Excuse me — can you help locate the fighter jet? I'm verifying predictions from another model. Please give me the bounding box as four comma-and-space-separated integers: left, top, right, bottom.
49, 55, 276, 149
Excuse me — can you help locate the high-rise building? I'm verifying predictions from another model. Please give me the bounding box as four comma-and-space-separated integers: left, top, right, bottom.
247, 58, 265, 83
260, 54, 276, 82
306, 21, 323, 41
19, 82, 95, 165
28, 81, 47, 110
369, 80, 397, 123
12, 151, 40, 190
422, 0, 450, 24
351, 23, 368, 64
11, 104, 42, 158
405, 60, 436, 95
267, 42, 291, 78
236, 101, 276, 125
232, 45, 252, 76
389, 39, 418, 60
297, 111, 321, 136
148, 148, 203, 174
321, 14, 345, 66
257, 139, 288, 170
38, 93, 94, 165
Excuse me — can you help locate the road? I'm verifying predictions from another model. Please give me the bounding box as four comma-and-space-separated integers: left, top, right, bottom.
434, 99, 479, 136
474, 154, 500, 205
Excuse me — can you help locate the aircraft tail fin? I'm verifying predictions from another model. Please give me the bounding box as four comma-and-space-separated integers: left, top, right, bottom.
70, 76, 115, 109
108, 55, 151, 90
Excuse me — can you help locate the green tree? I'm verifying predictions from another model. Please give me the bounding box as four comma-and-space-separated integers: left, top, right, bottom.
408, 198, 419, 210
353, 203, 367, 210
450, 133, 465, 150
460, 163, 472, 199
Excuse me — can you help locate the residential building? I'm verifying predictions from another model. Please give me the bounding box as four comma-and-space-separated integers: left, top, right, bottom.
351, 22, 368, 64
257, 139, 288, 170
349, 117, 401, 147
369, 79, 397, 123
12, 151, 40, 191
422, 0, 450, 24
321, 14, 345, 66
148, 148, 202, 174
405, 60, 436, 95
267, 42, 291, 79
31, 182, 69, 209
-=-=-
▸ To do
Starting at the beginning of the records and ending at the line that contains "460, 163, 472, 199", reproduce every line, requests included, leaving the requests unchanged. Scale each bounding-box coordinate in the answers by 1.75, rounding to whole numbers with halves rounded up.

▸ Answer to this problem
Excuse me — can you help locate the fighter jet? I'm verifying predictions from another model. Please give me the bounding box as four comma-and-space-separated integers: left, top, right, bottom.
86, 96, 483, 261
Excuse me — can you help locate the high-rise building? I'm verifying predictions from another model. Please give me the bounding box as four comma-and-space-separated integers: left, top, right, bottom.
432, 102, 464, 145
455, 95, 483, 144
536, 37, 565, 72
33, 144, 166, 289
49, 142, 82, 193
646, 140, 695, 215
21, 264, 70, 333
739, 0, 788, 42
614, 40, 644, 112
19, 182, 74, 277
709, 105, 763, 166
467, 74, 509, 137
413, 177, 483, 219
406, 79, 441, 133
681, 68, 732, 105
520, 194, 562, 238
259, 259, 355, 305
562, 25, 604, 116
450, 243, 504, 298
67, 163, 165, 289
Excuse me — can you help locate the road? I'm verifying predictions from another model. Please give me the bounding box as four comma-and-space-separated integers: left, top, right, bottom.
760, 173, 838, 238
830, 270, 875, 359
Excuse me — can you help locate the aircraft tail fin? I'm verifying predictions from another model. Please give me the bounding box as four comma-and-space-separated integers: left, top, right, bottom.
123, 133, 201, 191
189, 96, 264, 158
Excuse me — can you help locate the green tree? I'm verifying predictions from another model. Please give me the bounding box as four comma-and-space-separated integers: left, top, right, bottom.
714, 347, 733, 368
618, 355, 642, 368
788, 233, 814, 263
805, 285, 826, 348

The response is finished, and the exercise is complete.